# Soling questions....



## mtrhed (May 9, 2006)

Good day,
I'm posting this message in the racing forum in hopes of reaching the demographic that will have the answers I need.
I'm considering trading up to a Soling that needs a little work. My plans for the boat are to use it as a spirited daysailer and maybe some beer can races once I'm comfortable with the boat. My questions at this point are:

Does anyone have info for a lifting bridle and attachment points? I'm hoping to dry sail the boat.

I'd like to add an electric outboard to Help me get out of the marina. One of these should be easy to stow one I'm clear of the dock and have some clear air in the sails. Has anyone fitted a Soling with one of these? How about some recomendations for a mount.

I'd like to raise the mast on the boat once I have it home so I can work at replacing some of the lines and figuring out what goes where. Has any one used a gin pole setup for raising the mast on one if these? 

Any advise would be appreciated.
Thanks!


----------



## Gary M (May 9, 2006)

Generally Soling are lifted via a single point attachment on one of the keel bolts I believe, or at least a lifting point located there. I have seen may of them lifted that way but never actually did it myself so not positive what they hooked up to.

Because Soling do not have lifelines they may not meet the safety requirements for your local race program. I would check first.


----------



## sailingdog (Mar 19, 2006)

A lot of places race solings as a one-design IIRC...and the one design rules do not require lifelines on them AFAIK.

▶ **Data block**:
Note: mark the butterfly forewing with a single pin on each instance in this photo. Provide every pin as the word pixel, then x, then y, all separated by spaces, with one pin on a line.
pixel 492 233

▶ **Requests**:
a) In the Soling thread, rewrite the paragraph beginning "Generally Soling are lifted" more briefly, keeping its main facts.
b) According to the Soling thread, why might a Soling not meet the safety requirements of a local race program?
c) Retype the part of the Soling thread that opens with the words containing "I'm considering trading" and closes with "would be appreciated.".

▶ **Solutions by task**:
a) Solings are usually lifted by a single attachment point on or near one of the keel bolts. The writer has seen many lifted that way but has never done it personally, so is not sure what the lift hooks to.

b) Because Solings do not have lifelines.

c)
I'm considering trading up to a Soling that needs a little work. My plans for the boat are to use it as a spirited daysailer and maybe some beer can races once I'm comfortable with the boat. My questions at this point are:

Does anyone have info for a lifting bridle and attachment points? I'm hoping to dry sail the boat.

I'd like to add an electric outboard to Help me get out of the marina. One of these should be easy to stow one I'm clear of the dock and have some clear air in the sails. Has anyone fitted a Soling with one of these? How about some recomendations for a mount.

I'd like to raise the mast on the boat once I have it home so I can work at replacing some of the lines and figuring out what goes where. Has any one used a gin pole setup for raising the mast on one if these? 

Any advise would be appreciated.